Written request
Select every line in the data below that contains the word "clear", and copy each one out.
........
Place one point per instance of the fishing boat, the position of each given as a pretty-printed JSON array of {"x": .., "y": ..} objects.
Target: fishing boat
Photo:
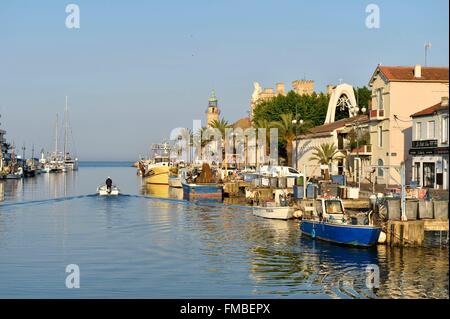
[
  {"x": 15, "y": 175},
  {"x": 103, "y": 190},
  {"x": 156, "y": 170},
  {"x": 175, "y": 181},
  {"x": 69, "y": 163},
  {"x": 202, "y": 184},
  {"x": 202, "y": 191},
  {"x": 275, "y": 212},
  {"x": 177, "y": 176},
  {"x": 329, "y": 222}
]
........
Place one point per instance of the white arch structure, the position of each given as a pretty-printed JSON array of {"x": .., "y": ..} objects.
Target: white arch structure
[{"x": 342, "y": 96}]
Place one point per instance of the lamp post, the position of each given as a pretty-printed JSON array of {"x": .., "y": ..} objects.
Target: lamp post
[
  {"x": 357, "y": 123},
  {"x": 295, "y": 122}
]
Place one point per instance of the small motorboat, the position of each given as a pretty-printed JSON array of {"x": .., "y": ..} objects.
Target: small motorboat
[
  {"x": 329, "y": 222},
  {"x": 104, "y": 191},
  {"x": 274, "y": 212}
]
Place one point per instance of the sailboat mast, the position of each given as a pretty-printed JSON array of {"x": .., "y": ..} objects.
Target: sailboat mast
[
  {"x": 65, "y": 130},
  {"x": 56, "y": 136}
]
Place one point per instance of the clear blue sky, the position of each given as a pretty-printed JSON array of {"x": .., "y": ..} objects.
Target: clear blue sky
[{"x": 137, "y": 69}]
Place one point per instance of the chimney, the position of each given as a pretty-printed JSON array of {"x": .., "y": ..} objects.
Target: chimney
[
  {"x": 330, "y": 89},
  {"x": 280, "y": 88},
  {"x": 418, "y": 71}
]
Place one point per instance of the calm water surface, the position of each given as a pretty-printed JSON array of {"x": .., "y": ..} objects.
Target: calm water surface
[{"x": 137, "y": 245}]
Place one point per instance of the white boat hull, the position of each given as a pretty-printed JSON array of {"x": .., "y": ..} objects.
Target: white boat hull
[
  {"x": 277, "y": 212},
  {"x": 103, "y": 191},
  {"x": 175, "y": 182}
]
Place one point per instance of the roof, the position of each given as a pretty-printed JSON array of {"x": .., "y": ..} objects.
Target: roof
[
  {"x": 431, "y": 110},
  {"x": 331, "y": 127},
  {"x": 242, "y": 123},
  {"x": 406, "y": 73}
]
........
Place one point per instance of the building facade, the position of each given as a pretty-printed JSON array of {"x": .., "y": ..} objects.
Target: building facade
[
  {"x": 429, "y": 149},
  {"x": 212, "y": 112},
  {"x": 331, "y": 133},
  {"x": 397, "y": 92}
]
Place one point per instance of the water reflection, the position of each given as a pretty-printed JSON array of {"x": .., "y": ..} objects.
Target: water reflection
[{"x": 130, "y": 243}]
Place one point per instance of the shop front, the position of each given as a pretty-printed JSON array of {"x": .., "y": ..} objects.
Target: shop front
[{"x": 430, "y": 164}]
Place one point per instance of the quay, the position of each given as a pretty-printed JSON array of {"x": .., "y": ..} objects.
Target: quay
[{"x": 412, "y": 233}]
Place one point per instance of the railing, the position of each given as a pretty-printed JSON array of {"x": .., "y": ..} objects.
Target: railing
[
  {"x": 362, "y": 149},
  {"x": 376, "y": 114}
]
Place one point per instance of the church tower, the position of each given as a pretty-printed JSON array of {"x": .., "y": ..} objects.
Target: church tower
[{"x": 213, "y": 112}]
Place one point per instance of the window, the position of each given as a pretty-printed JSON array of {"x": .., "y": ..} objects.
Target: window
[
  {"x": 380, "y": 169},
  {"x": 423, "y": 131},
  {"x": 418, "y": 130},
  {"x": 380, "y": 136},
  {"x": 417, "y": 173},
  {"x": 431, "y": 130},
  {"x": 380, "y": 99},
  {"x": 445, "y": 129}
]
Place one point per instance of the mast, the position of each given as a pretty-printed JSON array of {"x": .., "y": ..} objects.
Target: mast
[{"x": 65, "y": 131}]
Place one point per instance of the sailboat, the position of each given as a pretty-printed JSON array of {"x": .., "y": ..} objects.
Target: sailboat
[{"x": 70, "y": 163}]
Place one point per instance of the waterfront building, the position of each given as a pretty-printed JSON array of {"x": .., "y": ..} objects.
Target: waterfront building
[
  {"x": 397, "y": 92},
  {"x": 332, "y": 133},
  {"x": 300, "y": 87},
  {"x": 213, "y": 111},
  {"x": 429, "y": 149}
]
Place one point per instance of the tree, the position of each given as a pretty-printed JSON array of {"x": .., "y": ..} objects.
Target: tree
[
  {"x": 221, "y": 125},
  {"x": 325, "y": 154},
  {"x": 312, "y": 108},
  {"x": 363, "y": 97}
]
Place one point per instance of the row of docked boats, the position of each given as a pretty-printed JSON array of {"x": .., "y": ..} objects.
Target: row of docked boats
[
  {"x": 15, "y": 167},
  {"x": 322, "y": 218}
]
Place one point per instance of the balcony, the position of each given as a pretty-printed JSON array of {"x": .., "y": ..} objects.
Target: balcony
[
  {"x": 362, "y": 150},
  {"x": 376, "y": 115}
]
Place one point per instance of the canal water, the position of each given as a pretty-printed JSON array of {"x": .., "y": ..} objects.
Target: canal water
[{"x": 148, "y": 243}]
........
Written response
Place one point per instance of the clear blue sky, the position of each given as a pretty-printed JSON array of {"x": .., "y": ..} objects.
Target: clear blue sky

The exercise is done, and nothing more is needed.